◆ REQUEST: Copy the entries from the line containing "Where can the car windshield" through the line containing "<point>141,194</point>", both included, and put "windscreen" wherever "windshield" appears. Change nothing else and give only those lines.
-*-*-
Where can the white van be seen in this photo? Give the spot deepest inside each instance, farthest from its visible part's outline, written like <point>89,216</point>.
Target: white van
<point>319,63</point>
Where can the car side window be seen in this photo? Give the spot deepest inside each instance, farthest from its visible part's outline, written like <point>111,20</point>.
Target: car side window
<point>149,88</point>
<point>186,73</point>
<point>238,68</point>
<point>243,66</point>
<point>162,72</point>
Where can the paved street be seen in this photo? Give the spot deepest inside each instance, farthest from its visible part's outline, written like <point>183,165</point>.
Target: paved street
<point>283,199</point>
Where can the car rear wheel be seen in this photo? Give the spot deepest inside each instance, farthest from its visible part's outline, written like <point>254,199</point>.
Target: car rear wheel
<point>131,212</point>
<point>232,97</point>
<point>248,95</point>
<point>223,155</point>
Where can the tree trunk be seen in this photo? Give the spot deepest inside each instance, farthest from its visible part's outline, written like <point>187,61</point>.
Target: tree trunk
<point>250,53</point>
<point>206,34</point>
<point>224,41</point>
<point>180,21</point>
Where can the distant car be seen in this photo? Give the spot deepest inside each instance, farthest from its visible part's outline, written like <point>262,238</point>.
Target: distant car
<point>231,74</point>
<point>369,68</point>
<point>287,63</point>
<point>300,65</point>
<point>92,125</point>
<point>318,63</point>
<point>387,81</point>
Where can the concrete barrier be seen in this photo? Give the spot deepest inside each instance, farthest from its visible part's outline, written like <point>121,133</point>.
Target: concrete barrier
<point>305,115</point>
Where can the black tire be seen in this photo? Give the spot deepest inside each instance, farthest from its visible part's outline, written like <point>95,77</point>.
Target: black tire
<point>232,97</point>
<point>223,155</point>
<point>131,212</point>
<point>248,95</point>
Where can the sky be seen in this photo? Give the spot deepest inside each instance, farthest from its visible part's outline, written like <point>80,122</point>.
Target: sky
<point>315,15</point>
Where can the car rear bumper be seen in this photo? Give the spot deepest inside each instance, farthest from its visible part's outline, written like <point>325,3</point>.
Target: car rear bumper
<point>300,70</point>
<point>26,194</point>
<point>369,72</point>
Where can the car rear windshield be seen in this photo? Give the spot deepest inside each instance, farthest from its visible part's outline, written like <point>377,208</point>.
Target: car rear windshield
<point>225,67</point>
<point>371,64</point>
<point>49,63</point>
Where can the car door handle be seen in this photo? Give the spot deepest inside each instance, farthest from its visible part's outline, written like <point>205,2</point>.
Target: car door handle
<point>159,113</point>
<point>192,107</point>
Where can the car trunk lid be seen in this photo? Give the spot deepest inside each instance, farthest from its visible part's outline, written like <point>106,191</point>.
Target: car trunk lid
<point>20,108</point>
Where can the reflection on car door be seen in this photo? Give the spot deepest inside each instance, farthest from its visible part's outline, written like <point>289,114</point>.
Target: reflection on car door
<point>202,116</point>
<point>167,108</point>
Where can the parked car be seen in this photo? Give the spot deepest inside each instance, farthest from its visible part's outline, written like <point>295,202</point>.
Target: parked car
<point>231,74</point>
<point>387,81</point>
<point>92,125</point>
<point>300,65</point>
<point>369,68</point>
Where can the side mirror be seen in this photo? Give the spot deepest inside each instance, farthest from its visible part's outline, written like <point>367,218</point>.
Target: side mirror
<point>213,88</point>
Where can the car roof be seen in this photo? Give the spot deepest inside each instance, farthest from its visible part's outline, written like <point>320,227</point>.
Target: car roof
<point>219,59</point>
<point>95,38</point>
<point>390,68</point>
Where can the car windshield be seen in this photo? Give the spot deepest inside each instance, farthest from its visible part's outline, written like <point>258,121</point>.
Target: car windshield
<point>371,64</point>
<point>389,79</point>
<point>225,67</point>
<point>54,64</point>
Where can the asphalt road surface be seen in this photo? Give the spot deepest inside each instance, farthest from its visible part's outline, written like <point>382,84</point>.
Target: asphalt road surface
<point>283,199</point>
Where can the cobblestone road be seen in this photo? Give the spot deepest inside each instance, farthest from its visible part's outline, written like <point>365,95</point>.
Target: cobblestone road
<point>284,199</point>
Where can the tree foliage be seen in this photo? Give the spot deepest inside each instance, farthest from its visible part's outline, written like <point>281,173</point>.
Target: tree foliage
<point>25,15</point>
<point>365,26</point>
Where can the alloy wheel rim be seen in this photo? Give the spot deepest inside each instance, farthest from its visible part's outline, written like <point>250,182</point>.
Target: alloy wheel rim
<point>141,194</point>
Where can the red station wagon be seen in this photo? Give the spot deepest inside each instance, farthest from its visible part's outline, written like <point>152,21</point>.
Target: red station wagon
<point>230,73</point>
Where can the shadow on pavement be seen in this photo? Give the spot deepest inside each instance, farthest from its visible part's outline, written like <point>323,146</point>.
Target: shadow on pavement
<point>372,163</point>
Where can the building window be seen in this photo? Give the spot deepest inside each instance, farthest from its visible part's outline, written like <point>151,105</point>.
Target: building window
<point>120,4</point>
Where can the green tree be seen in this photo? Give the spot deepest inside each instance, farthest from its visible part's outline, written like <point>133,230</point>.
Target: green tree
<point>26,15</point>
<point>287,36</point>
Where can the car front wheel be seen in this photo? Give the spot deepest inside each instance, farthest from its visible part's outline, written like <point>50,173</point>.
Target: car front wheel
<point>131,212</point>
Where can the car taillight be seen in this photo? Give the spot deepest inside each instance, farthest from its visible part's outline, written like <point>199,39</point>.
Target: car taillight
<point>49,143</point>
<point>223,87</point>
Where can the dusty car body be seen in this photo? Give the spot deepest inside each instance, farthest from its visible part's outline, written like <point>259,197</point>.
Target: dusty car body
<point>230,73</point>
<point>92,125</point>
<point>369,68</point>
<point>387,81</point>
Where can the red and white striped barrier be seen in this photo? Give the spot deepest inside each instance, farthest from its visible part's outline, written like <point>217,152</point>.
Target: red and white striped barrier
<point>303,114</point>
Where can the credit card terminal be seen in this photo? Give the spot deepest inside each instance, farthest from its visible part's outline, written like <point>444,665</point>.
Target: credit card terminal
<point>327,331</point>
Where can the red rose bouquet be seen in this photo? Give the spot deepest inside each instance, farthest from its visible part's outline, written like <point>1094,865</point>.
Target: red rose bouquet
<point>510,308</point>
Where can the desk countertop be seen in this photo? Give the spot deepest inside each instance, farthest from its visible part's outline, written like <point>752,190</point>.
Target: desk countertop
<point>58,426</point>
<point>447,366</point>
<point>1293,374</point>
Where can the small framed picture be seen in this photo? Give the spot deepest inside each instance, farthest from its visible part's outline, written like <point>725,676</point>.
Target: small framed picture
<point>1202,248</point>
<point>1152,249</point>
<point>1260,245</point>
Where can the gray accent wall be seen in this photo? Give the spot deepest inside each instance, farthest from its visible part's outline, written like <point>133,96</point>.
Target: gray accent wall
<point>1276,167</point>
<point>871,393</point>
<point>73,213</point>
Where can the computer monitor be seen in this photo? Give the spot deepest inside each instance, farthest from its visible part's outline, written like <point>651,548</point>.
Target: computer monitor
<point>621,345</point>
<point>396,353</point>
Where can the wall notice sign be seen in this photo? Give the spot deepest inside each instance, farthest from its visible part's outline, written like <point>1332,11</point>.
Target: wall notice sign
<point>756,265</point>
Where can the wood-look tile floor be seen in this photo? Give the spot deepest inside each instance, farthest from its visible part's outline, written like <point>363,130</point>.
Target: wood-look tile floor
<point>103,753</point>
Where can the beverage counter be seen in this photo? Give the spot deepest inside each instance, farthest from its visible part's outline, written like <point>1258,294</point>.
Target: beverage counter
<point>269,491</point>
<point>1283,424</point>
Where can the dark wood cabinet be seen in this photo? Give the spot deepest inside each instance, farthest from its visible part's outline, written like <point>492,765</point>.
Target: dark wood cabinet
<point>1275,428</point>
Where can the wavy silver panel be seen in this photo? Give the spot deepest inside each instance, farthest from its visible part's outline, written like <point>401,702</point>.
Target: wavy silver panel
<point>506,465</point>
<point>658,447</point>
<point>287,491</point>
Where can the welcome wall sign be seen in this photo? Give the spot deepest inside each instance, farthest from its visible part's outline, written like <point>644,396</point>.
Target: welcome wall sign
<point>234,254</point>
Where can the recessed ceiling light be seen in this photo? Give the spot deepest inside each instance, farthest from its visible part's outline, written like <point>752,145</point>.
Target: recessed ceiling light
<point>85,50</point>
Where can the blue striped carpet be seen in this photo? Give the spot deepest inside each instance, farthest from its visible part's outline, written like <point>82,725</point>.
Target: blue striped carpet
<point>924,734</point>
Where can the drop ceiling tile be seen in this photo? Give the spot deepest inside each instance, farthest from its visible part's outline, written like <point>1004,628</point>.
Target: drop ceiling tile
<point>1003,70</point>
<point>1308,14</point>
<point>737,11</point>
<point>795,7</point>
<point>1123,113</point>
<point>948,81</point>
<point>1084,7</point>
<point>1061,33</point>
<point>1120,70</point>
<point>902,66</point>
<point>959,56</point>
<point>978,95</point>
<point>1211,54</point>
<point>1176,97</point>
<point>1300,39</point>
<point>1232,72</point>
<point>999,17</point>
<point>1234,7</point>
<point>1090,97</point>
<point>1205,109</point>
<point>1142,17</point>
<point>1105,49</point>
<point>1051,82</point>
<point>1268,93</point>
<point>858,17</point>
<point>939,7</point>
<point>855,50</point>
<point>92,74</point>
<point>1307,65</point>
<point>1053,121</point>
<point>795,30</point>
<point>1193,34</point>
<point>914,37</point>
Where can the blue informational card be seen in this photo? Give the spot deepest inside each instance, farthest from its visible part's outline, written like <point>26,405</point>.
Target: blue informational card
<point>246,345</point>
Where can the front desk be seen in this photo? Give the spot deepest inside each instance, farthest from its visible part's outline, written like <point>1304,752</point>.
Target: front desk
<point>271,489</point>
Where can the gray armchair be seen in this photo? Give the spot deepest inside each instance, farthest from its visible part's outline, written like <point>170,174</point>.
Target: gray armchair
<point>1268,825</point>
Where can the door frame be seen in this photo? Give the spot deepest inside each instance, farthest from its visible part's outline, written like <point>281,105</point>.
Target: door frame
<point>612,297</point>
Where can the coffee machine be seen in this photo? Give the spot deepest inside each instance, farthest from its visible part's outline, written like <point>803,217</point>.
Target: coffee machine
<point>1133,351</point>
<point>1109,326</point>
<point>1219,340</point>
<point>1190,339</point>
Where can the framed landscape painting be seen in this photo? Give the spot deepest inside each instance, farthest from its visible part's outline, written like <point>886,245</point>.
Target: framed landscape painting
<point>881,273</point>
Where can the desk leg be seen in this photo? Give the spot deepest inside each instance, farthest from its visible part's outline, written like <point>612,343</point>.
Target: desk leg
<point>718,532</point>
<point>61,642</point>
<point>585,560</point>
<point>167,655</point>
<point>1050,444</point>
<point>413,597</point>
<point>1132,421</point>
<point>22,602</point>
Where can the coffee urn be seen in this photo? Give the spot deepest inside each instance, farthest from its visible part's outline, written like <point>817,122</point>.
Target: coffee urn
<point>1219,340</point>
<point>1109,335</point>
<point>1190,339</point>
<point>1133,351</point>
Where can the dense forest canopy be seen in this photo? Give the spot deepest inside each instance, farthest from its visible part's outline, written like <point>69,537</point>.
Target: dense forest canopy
-*-*-
◆ SOLUTION TO THIS TASK:
Where can the car windscreen be seen in this photo? Give the spot deepest inside each instance, farthest from its visible part's outline, written like <point>258,121</point>.
Target: car windscreen
<point>371,64</point>
<point>389,79</point>
<point>225,67</point>
<point>54,64</point>
Where can the asphalt road surface be seen in this photo? Give the spot deepest inside each instance, farthest from its visible part's outline, written like <point>382,84</point>.
Target: asphalt road surface
<point>283,199</point>
Where can the cobblestone road be seen in this photo? Give the spot deepest inside each instance, farthest from its visible part's outline, written like <point>365,95</point>.
Target: cobblestone road
<point>284,199</point>
Where can the tree foliage be seen in this photo? Give the spot deepest inside each instance, farthest from its visible part's outline, written like <point>281,173</point>.
Target: tree foliage
<point>25,15</point>
<point>365,26</point>
Where can the alloy wheel rim be seen in this photo? Give the spot deepest inside each instance, farthest from its visible part's outline, written like <point>250,182</point>.
Target: alloy wheel rim
<point>141,194</point>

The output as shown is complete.